* [GIVEN ENTRIES]
#####

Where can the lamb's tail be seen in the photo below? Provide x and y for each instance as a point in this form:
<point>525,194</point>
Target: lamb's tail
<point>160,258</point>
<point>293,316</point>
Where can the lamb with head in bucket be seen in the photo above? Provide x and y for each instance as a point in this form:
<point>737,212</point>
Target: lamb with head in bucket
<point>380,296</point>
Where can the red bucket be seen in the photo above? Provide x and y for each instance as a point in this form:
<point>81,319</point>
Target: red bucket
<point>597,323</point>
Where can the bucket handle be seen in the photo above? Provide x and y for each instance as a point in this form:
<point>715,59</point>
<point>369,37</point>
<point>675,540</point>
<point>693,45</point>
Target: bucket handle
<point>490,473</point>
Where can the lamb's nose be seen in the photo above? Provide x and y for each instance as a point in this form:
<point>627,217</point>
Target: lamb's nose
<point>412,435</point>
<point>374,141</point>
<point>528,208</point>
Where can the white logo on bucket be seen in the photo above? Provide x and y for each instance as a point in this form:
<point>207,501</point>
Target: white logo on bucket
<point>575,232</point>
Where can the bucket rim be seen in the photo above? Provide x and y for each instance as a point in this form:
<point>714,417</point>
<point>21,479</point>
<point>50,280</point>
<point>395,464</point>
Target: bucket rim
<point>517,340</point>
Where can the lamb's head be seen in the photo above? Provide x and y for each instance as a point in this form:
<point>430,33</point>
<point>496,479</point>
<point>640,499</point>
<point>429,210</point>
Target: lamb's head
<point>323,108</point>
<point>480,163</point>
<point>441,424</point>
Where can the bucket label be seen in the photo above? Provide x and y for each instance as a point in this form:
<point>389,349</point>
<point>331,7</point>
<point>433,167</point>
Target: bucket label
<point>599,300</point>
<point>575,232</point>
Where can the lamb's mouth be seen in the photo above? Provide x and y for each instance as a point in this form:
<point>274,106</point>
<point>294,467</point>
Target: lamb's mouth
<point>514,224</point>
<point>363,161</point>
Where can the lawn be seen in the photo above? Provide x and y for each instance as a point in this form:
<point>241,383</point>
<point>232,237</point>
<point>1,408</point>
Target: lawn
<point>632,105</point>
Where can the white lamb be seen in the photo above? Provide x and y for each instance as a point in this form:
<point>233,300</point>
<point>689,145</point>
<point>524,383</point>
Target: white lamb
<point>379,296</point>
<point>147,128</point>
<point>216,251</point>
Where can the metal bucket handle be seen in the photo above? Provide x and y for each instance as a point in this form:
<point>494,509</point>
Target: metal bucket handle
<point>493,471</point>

#####

* [EXERCISE DETAILS] Reproduce everything from the line containing "Where can the lamb's head" down to the line containing "<point>216,251</point>", both ends included and requests kept, and output only those lines. Scale each x and y coordinate in the answer points by 1.9, rounding to whole numbers with halves going up, and leave the requests and their sample points unchanged.

* [CORRECT OUTPUT]
Where can the lamb's head be seen in the photo above? Provide x and y for each instance as a point in this form:
<point>430,33</point>
<point>496,479</point>
<point>640,499</point>
<point>429,210</point>
Target: lamb's head
<point>614,205</point>
<point>912,310</point>
<point>838,806</point>
Where can the bucket label be seen in the photo above? Provide x and y for each instance as a point in this form:
<point>389,349</point>
<point>331,7</point>
<point>433,167</point>
Target: bucket label
<point>1138,570</point>
<point>1093,441</point>
Where can the lamb's mouth be seen in the photo above? Provide x and y for each instance as a point in this form:
<point>274,106</point>
<point>294,467</point>
Target: lamb's mouth
<point>977,426</point>
<point>690,306</point>
Where can the lawn be seen in the photo above? Provide x and y for each instance as a point in this form:
<point>241,383</point>
<point>232,237</point>
<point>1,408</point>
Target: lawn
<point>1201,200</point>
Where can the white lamb be seen in the photo above? Provide x and y for each instance as a point in this form:
<point>233,300</point>
<point>689,145</point>
<point>524,383</point>
Target: white lamb
<point>720,562</point>
<point>279,243</point>
<point>410,477</point>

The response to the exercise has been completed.